───── Data for the task ─────

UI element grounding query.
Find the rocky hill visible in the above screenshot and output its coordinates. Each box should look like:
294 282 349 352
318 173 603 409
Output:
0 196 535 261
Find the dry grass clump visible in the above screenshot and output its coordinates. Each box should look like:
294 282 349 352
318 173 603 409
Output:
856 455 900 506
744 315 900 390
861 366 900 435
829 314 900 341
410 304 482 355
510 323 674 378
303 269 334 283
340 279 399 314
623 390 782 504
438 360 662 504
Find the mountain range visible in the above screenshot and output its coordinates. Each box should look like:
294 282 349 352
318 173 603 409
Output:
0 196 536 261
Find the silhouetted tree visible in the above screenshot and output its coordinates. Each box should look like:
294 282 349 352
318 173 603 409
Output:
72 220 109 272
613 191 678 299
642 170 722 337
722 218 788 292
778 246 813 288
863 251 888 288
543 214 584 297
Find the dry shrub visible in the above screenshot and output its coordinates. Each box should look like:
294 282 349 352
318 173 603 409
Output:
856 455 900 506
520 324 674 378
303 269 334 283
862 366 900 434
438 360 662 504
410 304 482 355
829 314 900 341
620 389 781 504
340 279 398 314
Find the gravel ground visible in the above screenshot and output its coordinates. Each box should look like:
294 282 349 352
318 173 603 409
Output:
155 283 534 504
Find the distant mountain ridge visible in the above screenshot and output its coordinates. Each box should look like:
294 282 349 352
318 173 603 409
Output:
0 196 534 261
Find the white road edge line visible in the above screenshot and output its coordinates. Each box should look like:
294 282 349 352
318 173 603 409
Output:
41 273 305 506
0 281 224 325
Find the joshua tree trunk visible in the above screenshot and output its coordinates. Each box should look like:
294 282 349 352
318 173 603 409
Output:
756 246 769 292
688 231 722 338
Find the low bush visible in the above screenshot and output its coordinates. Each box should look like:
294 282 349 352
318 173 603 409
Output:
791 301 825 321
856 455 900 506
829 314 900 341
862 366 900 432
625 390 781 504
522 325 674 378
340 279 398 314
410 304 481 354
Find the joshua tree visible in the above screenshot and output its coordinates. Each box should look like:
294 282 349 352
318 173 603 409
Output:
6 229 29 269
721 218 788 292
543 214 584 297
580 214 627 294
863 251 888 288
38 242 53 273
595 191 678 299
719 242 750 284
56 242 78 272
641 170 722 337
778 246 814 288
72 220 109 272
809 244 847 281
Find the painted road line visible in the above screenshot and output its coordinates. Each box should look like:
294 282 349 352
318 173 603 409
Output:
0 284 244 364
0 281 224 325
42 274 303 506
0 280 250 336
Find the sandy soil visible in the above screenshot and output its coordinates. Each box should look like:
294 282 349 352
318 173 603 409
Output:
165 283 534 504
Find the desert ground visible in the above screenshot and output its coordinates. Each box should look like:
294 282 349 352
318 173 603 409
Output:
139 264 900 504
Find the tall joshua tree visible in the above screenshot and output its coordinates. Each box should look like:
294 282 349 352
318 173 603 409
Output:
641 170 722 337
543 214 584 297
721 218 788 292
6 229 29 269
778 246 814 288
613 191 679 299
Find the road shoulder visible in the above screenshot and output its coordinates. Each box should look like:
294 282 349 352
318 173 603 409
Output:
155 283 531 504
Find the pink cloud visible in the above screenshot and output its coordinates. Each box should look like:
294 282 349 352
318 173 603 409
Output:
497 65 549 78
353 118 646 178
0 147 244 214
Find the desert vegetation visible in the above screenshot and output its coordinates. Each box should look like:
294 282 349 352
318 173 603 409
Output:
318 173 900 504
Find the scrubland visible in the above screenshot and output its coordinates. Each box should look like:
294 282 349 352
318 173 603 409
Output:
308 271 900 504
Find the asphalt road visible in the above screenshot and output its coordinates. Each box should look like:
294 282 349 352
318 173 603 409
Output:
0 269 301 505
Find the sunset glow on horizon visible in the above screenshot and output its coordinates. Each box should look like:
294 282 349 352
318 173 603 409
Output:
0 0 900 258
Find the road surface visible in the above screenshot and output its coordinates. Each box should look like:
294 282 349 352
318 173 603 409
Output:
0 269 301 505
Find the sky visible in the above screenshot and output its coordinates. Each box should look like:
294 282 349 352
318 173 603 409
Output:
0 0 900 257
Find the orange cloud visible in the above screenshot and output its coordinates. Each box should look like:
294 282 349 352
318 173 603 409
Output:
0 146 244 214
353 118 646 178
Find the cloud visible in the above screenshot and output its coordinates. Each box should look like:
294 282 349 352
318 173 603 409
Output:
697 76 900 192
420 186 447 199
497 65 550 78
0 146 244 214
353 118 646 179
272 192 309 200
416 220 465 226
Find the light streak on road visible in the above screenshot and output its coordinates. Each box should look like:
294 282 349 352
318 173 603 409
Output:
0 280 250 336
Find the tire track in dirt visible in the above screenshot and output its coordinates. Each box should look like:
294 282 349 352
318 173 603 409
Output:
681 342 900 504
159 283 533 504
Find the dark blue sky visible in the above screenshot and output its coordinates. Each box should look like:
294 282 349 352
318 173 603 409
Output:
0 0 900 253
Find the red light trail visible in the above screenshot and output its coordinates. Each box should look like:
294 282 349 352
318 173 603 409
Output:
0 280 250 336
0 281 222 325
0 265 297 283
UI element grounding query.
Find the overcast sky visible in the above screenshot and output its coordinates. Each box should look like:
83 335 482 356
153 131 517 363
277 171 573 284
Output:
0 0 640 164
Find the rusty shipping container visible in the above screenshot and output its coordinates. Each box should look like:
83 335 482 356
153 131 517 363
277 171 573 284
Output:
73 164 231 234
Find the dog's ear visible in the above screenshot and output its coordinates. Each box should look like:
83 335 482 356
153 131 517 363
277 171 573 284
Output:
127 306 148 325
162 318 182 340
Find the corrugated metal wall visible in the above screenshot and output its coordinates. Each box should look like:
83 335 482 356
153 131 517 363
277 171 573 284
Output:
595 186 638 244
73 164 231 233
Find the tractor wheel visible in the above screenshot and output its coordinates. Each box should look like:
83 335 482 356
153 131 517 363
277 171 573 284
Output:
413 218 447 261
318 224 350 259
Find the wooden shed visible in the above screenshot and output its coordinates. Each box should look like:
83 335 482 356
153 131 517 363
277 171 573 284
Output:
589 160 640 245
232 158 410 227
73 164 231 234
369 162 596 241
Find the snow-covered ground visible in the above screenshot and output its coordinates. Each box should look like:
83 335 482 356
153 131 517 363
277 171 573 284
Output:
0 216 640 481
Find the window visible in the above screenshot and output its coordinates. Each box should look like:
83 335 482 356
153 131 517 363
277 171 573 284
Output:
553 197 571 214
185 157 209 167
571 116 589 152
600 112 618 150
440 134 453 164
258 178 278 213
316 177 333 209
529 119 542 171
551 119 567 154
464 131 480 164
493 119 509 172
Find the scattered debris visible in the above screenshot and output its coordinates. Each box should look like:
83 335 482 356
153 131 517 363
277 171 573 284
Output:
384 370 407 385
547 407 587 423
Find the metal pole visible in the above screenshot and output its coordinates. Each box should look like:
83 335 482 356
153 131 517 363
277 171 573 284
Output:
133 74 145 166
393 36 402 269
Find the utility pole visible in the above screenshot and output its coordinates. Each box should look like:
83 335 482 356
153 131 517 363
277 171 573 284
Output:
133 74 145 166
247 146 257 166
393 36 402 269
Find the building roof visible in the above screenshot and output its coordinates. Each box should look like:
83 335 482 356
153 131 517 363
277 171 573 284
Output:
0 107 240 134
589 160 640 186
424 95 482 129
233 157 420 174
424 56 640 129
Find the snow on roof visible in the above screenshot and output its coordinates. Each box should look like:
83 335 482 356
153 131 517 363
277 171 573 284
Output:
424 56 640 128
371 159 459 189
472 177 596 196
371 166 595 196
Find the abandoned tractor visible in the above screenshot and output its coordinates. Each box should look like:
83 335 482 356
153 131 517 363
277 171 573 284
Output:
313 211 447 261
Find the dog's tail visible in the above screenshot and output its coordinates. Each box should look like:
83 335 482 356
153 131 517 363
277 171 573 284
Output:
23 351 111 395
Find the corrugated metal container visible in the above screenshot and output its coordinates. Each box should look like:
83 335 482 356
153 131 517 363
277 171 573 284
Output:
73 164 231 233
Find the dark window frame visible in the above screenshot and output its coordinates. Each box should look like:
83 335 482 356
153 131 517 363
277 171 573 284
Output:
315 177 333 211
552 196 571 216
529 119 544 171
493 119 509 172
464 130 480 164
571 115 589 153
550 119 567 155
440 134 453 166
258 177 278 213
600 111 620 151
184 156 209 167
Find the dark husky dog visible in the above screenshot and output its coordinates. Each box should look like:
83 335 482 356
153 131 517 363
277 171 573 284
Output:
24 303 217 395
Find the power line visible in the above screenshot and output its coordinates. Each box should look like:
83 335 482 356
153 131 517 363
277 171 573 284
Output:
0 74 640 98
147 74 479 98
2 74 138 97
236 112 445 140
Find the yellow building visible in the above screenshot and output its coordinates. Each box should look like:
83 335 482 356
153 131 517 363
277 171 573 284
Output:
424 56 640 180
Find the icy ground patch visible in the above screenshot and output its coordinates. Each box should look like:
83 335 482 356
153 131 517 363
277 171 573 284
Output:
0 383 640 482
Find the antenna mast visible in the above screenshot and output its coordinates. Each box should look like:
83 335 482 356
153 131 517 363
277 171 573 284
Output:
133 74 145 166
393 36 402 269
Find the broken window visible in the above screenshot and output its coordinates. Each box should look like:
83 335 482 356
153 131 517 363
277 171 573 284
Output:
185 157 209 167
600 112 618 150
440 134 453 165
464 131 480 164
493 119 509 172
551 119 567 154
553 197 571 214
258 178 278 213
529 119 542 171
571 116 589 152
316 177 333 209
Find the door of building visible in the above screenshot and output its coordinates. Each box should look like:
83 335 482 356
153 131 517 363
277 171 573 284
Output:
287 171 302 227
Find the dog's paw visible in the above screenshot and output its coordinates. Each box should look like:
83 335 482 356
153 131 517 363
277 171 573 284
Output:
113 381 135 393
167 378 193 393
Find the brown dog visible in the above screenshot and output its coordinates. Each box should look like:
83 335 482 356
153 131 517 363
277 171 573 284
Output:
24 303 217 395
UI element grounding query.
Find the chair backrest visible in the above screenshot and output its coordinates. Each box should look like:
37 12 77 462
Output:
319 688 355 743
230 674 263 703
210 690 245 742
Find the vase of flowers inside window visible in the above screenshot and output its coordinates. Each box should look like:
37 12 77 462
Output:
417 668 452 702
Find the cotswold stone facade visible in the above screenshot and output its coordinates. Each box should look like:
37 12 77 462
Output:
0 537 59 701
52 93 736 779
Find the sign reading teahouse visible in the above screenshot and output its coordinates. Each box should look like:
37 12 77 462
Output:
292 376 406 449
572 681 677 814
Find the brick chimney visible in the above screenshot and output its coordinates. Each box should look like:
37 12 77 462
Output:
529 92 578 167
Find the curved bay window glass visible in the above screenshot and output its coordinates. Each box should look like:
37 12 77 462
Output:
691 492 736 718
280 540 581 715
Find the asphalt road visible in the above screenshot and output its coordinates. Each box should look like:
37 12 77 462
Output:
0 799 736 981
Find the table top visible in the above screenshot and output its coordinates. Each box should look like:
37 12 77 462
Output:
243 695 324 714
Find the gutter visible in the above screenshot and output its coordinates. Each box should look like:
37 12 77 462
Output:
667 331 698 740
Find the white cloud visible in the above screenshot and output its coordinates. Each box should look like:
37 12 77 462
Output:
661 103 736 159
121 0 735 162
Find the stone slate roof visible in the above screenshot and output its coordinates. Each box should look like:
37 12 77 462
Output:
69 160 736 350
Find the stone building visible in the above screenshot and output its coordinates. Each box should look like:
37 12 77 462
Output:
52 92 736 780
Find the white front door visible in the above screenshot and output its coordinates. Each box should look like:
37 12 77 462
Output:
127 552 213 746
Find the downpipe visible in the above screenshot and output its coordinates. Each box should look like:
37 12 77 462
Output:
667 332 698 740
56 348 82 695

─────

Exercise requirements
Write the lines of the records from the line with "Find the light" up to and including the line with "162 318 182 340" as a JSON list of strings, one string per line. Leave out any blank lines.

The answer
[
  "Find the light streak on road visible in the above screenshot and output its coordinates. Each box should look like:",
  "294 282 349 352",
  "318 173 603 409",
  "Output:",
  "0 280 250 336",
  "Find the tire track in dirt visible in the above screenshot and output its coordinates. Each box should look like:",
  "294 282 349 352",
  "318 173 603 409",
  "Output:",
  "681 342 900 504",
  "159 283 533 504",
  "Find the dark blue sky visible in the above screenshot and output its coordinates. Each box should look like:",
  "294 282 349 352",
  "318 173 603 409",
  "Output:",
  "0 0 900 253",
  "Find the red light trail visible in the above screenshot and output its coordinates. Each box should look like:",
  "294 282 349 352",
  "318 173 603 409",
  "Output:",
  "0 280 250 336",
  "0 281 222 325",
  "0 265 297 283",
  "UI element grounding query.",
  "Find the overcast sky visible in the above screenshot and output its coordinates. Each box should look like:",
  "83 335 482 356",
  "153 131 517 363",
  "277 171 573 284",
  "Output:",
  "0 0 640 164",
  "Find the rusty shipping container visible in the above screenshot and output its coordinates. Each box should look like:",
  "83 335 482 356",
  "153 131 517 363",
  "277 171 573 284",
  "Output:",
  "73 164 231 234",
  "Find the dog's ear visible in the above screenshot and output its coordinates. Each box should look like:",
  "83 335 482 356",
  "153 131 517 363",
  "277 171 573 284",
  "Output:",
  "127 306 148 325",
  "162 318 182 340"
]